Aim of the task –
List every line in the items below that contains the string "lists".

Record extracts START

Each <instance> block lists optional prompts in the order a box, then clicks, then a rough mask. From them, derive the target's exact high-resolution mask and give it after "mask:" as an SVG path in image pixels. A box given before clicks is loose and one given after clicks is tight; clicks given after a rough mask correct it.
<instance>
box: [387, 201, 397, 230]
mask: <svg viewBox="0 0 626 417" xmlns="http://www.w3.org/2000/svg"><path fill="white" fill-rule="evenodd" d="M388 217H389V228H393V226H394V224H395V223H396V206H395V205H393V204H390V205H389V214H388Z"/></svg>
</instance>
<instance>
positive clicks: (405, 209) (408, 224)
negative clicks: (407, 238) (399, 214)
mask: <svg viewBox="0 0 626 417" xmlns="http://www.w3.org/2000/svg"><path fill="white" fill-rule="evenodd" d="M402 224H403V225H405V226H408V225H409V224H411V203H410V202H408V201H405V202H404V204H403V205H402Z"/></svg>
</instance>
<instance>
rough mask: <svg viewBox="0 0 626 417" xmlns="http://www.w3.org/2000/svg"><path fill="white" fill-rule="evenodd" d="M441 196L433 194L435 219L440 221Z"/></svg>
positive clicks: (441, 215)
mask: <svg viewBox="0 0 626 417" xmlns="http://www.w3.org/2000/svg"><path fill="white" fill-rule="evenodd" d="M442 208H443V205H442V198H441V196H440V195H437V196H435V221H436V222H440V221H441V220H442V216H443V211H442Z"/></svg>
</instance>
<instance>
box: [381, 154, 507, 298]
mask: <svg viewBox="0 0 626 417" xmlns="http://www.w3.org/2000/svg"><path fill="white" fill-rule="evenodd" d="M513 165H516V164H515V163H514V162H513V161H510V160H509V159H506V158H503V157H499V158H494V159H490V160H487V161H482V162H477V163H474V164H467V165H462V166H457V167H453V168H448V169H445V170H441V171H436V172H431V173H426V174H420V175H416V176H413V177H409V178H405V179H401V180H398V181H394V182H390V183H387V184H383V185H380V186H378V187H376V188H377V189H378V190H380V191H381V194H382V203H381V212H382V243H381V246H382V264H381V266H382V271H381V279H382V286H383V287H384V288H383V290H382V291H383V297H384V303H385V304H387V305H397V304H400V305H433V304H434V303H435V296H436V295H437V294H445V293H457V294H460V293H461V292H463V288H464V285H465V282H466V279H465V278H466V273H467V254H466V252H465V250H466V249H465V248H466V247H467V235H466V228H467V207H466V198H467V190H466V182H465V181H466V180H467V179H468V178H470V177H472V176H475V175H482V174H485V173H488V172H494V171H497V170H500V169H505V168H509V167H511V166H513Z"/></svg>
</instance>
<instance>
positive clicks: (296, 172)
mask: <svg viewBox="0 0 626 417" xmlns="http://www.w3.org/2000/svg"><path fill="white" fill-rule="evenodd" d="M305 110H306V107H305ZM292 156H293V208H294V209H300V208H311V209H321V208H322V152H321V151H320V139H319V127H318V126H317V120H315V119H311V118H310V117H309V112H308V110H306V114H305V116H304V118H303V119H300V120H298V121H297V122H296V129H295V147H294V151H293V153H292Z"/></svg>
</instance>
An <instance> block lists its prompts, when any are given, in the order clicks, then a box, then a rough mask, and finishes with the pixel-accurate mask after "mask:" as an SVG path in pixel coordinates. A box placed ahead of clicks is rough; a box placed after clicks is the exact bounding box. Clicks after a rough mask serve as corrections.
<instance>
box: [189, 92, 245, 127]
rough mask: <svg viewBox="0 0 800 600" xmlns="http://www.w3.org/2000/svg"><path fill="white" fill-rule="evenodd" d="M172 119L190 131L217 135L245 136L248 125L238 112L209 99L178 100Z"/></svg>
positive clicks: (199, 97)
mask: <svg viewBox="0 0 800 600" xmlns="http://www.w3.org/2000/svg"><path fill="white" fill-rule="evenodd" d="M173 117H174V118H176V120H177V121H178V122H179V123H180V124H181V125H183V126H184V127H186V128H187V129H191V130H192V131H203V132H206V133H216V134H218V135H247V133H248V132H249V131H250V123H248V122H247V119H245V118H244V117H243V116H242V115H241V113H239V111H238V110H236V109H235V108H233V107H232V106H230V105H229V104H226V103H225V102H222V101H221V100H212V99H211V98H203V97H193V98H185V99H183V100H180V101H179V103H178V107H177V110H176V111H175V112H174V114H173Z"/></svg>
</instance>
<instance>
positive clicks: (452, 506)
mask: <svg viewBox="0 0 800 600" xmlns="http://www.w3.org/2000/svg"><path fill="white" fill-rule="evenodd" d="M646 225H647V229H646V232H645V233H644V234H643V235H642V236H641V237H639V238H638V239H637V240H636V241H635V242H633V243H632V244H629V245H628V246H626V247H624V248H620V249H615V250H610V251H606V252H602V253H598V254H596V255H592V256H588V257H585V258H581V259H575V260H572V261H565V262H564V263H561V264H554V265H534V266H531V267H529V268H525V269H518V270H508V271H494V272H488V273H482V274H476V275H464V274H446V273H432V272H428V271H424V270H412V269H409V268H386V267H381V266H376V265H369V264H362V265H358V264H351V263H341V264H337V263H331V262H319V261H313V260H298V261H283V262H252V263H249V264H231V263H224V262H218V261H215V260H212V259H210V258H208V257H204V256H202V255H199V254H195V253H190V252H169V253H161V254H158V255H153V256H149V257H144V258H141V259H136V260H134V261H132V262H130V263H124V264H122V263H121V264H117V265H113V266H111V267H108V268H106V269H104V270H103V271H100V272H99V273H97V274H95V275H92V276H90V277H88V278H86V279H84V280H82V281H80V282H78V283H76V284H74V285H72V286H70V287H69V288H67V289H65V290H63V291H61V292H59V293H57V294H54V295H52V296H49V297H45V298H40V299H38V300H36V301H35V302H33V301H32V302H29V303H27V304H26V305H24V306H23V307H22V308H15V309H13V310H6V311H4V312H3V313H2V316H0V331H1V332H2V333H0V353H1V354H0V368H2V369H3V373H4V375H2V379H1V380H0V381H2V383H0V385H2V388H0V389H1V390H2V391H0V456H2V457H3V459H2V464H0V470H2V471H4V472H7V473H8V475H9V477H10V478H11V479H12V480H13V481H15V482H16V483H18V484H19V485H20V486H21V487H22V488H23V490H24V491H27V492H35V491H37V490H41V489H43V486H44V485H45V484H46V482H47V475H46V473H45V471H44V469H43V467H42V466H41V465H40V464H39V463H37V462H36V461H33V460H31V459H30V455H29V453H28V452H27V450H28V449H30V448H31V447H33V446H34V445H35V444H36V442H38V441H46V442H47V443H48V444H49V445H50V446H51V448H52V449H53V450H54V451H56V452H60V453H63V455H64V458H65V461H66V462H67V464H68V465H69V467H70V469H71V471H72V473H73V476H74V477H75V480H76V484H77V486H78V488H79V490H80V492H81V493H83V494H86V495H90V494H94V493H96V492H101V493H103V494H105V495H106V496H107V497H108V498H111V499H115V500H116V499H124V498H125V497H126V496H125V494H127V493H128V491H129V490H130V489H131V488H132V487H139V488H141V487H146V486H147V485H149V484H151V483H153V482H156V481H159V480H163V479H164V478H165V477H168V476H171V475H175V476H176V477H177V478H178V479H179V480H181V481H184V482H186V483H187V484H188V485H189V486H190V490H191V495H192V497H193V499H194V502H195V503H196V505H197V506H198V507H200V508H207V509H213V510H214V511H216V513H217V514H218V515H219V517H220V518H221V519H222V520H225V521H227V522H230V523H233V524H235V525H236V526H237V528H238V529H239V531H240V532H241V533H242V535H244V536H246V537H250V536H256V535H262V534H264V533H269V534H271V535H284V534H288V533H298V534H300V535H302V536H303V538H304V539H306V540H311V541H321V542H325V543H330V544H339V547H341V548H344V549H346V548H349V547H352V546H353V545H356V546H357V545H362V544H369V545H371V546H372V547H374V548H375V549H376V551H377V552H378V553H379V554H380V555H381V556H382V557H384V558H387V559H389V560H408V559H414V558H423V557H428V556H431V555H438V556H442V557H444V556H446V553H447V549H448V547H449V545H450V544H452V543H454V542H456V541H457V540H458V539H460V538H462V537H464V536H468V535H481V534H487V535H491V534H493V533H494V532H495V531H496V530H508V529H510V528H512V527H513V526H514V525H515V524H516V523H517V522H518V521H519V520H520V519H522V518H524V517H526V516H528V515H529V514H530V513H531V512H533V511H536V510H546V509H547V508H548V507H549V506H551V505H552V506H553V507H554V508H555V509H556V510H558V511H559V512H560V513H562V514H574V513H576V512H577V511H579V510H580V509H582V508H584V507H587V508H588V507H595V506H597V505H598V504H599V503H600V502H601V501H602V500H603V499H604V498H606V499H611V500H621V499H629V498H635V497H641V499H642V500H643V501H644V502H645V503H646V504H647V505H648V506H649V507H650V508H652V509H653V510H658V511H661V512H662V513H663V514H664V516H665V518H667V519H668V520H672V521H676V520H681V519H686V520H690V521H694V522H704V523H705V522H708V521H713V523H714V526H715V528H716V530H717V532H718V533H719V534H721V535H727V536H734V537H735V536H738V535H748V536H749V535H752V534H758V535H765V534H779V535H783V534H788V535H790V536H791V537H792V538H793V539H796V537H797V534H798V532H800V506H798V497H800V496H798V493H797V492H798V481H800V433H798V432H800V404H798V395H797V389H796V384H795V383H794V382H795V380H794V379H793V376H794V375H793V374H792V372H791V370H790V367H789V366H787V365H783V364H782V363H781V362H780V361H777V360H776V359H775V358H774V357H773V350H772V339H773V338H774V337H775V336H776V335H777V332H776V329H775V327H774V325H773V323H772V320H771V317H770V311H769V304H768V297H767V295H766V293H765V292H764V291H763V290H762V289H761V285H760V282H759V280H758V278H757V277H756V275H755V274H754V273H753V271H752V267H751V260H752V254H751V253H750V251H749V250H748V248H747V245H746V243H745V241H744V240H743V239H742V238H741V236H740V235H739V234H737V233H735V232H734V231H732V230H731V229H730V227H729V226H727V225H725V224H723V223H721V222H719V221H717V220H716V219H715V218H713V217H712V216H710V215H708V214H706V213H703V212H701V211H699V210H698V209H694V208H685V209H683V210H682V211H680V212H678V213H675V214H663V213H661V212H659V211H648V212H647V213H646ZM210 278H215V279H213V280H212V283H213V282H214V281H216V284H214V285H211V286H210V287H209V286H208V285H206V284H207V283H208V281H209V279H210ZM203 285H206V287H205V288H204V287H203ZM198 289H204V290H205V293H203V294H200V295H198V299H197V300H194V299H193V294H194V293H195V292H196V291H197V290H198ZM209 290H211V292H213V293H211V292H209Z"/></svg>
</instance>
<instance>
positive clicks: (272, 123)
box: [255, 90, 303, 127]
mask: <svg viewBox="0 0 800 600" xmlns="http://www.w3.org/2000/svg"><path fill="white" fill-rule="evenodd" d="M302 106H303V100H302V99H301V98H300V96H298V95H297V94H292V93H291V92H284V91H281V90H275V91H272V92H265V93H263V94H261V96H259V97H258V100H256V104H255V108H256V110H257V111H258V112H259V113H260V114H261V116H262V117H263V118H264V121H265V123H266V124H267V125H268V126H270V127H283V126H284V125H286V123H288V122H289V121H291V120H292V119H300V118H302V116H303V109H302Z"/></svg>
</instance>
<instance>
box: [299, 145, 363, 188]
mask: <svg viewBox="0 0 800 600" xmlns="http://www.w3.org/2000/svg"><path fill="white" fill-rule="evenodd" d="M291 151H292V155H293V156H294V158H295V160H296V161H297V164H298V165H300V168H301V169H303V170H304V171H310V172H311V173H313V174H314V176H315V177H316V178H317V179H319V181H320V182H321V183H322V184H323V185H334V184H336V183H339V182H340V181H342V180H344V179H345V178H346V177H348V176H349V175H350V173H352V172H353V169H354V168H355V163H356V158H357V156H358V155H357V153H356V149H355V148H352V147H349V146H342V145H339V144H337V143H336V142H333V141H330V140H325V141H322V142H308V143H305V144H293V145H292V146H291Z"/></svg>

Record extracts END

Exercise result –
Each <instance> block lists optional prompts in the order a box, then clicks, then a rough mask. From them, derive the target's exact high-resolution mask and give it after "mask:" as an SVG path in image pixels. A box given before clicks is loose and one given after clicks is tight; clicks given after a rough mask correct it.
An <instance> block lists its prompts, when any are given, in the order clicks, then a box, then a rough mask, and finishes with the pixel-accurate mask after "mask:" as an SVG path in pixel coordinates. A box placed ahead of clicks is rough; a box placed after clicks is the exact bounding box. Clicks after a rough mask serve as corrections.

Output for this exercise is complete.